• To be done
Repeat all entries exactly.
Data listing start
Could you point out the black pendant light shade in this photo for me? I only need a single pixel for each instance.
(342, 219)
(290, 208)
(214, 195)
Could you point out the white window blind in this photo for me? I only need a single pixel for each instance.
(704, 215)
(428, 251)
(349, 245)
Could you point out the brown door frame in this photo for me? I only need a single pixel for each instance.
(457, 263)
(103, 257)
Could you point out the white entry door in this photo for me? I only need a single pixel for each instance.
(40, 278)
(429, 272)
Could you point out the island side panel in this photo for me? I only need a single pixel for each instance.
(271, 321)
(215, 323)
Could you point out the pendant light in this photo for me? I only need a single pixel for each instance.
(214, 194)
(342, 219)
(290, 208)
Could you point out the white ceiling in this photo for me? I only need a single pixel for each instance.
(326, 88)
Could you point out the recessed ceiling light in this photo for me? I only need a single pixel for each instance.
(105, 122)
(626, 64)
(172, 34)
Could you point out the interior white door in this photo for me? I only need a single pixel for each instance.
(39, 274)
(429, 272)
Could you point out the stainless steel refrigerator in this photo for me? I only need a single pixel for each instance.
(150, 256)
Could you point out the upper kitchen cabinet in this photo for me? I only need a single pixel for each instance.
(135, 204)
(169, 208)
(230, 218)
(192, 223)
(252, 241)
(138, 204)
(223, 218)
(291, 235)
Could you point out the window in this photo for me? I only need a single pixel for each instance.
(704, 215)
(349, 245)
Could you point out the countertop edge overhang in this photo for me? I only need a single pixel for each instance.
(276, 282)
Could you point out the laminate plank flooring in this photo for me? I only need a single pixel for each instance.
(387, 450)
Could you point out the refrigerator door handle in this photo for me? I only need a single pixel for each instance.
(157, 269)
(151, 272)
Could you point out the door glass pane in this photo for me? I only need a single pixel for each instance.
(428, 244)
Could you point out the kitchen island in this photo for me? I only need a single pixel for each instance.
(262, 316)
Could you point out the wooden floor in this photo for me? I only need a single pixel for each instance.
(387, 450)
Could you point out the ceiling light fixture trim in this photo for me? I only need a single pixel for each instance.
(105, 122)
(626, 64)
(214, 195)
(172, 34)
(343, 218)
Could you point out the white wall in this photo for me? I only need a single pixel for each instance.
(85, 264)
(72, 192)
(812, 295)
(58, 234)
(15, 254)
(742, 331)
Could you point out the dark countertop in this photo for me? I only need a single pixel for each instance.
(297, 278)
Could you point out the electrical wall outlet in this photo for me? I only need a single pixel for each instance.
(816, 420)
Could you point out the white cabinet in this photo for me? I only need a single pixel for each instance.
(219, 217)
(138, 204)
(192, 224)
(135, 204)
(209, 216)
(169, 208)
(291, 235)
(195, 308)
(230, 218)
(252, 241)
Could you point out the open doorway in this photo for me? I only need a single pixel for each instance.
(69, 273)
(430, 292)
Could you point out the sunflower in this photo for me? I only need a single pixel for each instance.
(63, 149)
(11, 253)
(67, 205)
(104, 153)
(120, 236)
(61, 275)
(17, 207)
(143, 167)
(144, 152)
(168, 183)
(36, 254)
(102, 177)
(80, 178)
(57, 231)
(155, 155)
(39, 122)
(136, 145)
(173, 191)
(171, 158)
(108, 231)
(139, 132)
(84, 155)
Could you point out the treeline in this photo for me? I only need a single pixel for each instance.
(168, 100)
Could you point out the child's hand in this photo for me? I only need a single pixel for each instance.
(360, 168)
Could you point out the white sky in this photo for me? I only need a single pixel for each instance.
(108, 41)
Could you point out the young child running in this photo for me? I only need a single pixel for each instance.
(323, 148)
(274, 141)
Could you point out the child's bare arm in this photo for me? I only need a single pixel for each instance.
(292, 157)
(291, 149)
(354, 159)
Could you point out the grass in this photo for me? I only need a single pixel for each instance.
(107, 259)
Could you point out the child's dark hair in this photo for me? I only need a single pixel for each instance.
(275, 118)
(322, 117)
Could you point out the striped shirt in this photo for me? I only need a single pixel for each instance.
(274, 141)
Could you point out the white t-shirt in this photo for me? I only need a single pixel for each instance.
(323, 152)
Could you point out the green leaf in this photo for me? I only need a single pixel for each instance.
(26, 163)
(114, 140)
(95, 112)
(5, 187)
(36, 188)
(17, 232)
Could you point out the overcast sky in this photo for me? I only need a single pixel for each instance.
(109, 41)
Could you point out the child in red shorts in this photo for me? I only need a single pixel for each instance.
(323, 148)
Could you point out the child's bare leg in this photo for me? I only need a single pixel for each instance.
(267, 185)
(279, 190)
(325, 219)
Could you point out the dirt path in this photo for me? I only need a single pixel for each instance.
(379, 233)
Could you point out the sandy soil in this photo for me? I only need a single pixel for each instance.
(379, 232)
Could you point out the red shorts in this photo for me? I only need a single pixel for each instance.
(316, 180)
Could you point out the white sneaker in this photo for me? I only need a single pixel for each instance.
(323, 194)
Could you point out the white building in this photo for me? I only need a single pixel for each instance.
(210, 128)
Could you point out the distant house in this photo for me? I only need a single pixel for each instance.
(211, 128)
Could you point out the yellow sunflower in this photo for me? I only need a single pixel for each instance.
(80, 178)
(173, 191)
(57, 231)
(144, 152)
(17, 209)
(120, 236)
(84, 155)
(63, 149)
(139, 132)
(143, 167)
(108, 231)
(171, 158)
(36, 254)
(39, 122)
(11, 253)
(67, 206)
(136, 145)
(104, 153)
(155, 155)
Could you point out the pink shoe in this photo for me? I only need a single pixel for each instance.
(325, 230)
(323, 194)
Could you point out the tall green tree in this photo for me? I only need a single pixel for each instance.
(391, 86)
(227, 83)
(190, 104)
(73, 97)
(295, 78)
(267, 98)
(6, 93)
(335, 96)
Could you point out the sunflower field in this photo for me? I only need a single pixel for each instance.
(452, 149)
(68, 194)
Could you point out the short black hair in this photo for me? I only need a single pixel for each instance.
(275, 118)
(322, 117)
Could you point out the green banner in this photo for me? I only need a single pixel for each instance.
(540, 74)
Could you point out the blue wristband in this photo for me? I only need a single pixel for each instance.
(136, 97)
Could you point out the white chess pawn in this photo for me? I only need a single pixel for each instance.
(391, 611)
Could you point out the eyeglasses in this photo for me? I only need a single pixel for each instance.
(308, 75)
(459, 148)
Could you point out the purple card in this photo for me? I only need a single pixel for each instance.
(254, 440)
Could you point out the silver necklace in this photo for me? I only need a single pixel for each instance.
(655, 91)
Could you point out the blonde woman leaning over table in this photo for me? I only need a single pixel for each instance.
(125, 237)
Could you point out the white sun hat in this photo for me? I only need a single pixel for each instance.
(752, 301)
Data listing end
• Solution to this task
Could you point out the black pendant light shade in this photo for me? I only need a single pixel for each instance.
(342, 219)
(290, 208)
(214, 195)
Could you point out the white window blind in this photo for me? I only need a single pixel for each instance.
(704, 215)
(428, 251)
(349, 245)
Could you point out the brown door frame in this photo for me? I only need a single pixel for each instance.
(457, 263)
(103, 257)
Could you point out the white entry door in this photo for me? I only need a single pixel for each instance.
(40, 278)
(429, 272)
Could you point out the island side panel in this photo for me? I only need a single pixel for each instance.
(271, 321)
(215, 323)
Could you point out the pendant light in this photo for me? I only need a single pixel for each instance.
(214, 194)
(342, 219)
(290, 208)
Could you point out the white ceiling in this photo for me? I only need a single pixel for each instance.
(326, 88)
Could you point out the recessed ceiling light in this photo for me? I only need a single pixel for each instance.
(105, 122)
(626, 64)
(172, 34)
Could you point out the interior white door in this photo for me? I only need a single pixel for each instance.
(39, 274)
(429, 272)
Could you point out the stainless steel refrigerator in this photo for me? I only need a single pixel for each instance.
(150, 256)
Could you point out the upper kitchen cabinet in this photo for me? I only need a single pixel for each instance.
(135, 204)
(169, 208)
(230, 218)
(192, 223)
(252, 241)
(138, 204)
(223, 218)
(291, 235)
Could you point out the window in this photo for me? I only need a single pixel for each instance.
(704, 215)
(349, 245)
Could you point out the countertop edge overhang in this photo for me? I only need a single pixel for each instance.
(276, 282)
Could you point out the laminate plank flooring in this photo for me? I only need a single pixel for each instance.
(387, 450)
Could you point out the refrigerator door handle in this photo for me? I only need a single pixel for each instance.
(157, 269)
(151, 272)
Could you point out the door glass pane in this photo for me? I only need a single pixel for each instance.
(428, 244)
Could you point out the kitchen island in this photo for me? I only need a single pixel for each instance.
(262, 316)
Could you point out the wooden floor in this photo for me? I only need a single pixel for each instance.
(387, 450)
Could you point out the ceiling light fixture trim in this photo for me? I only need a single pixel for each instance.
(105, 122)
(626, 64)
(214, 195)
(172, 34)
(343, 218)
Could you point out the white wall in this photo for me? I only need a single pixel for each instance.
(85, 264)
(72, 192)
(812, 295)
(58, 234)
(15, 254)
(742, 331)
Could you point out the dark countertop in this photo for me? I only need a single pixel for each instance.
(297, 278)
Could you point out the electrical wall outlet in this photo for me? I only need a single pixel for each instance.
(816, 420)
Could you point out the white cabinet in this photo for me? I only need a single pixel for each instance.
(219, 217)
(138, 204)
(192, 224)
(135, 204)
(209, 216)
(169, 208)
(291, 235)
(195, 308)
(230, 218)
(252, 241)
Could you point out the open doorway in this photo for me? I only need a single pixel for each instance.
(69, 273)
(430, 292)
Could you point out the sunflower in this photo for me? I only need a single pixel for each instance.
(63, 149)
(11, 253)
(67, 205)
(104, 153)
(120, 236)
(61, 275)
(17, 207)
(143, 167)
(144, 152)
(168, 183)
(36, 254)
(102, 177)
(80, 178)
(57, 231)
(155, 155)
(39, 122)
(136, 145)
(173, 191)
(171, 158)
(108, 231)
(139, 132)
(84, 155)
Could you point out the treeline in this photo for me? I only need a single pixel for each instance.
(168, 100)
Could you point out the child's hand in this photo for me? I only need a single pixel for each instance.
(360, 168)
Could you point out the white sky in this photo for me? I only need a single pixel for each instance.
(108, 41)
Could you point out the young child running in this photo for me? I only need a single pixel for each instance.
(323, 148)
(274, 141)
Could you point out the child's bare arm in this photo for me? I only need a single pixel for each instance.
(292, 157)
(291, 149)
(354, 159)
Could you point out the grass in this photo for me? I only need a single pixel for each instance.
(107, 259)
Could you point out the child's dark hair in this photo for me? I only need a single pixel for each instance.
(275, 118)
(322, 117)
Could you point out the striped shirt in this photo for me? I only need a single pixel for each instance.
(274, 141)
Could you point out the white t-shirt in this photo for me? I only need a single pixel for each instance.
(323, 152)
Could you point out the green leaf in this photo for me? I only need a single pixel for each instance.
(26, 163)
(114, 140)
(95, 112)
(5, 187)
(36, 188)
(17, 232)
Could you point out the overcast sky in this photo for me? I only need a single pixel for each instance.
(109, 41)
Could you point out the child in red shorts in this photo for me? I only need a single pixel for each instance.
(323, 148)
Could you point out the child's bare leg in this photo for me? I only need a single pixel for each instance.
(267, 185)
(279, 190)
(325, 219)
Could you point out the dirt path in this photo for me? I only need a single pixel for each instance.
(379, 233)
Could you point out the sandy soil in this photo for me? I only need a single pixel for each instance.
(379, 232)
Could you point out the red shorts in this photo for me? I only need a single pixel for each instance.
(316, 180)
Could you point out the white sneaker in this photo for me? I only need a single pixel for each instance.
(323, 194)
Could you point out the white building in this photo for me? I only need a single pixel for each instance.
(210, 128)
Could you point out the distant house in this photo for me? I only need a single pixel for each instance.
(211, 128)
Could you point out the yellow sunflower in this photo for me? I only need a single pixel for each instance.
(80, 178)
(173, 191)
(57, 231)
(144, 152)
(17, 209)
(120, 236)
(84, 155)
(63, 149)
(139, 132)
(143, 167)
(108, 231)
(171, 158)
(36, 254)
(39, 122)
(11, 253)
(67, 206)
(136, 145)
(104, 153)
(155, 155)
Could you point out the pink shoe in this photo for me? I only need a single pixel for each instance.
(325, 230)
(323, 194)
Could you point out the tall green tree in this photo for me? I only need a single pixel for each instance.
(391, 86)
(227, 83)
(190, 104)
(73, 97)
(295, 78)
(267, 98)
(6, 93)
(335, 96)
Could you point out the sunflower field in this photo for me? I only need a single pixel for each instance.
(452, 149)
(68, 194)
Could you point out the short black hair in this photo for me? I only need a single pixel for each instance.
(275, 118)
(322, 117)
Could you point out the green banner in this photo for me? I only need a single pixel for each instance.
(540, 74)
Could you point out the blue wristband in this photo for me? I only need a single pixel for each instance.
(136, 97)
Could you point out the white chess pawn in this photo for me? I only need a single pixel for each instance.
(391, 611)
Could you point out the eyeglasses in this photo for me? I only need a single pixel for each instance.
(308, 75)
(459, 148)
Could you point out the purple card in this photo for me? I only need a single pixel for each instance.
(254, 440)
Could you point out the silver necklace in this photo for me? I only need a single pixel for each instance.
(655, 91)
Could you point out the blonde woman leaning over table in this photo for me? I only need a single pixel for each instance.
(125, 237)
Could you point out the white sun hat in this photo for me? I only need a single pixel for each instance.
(752, 301)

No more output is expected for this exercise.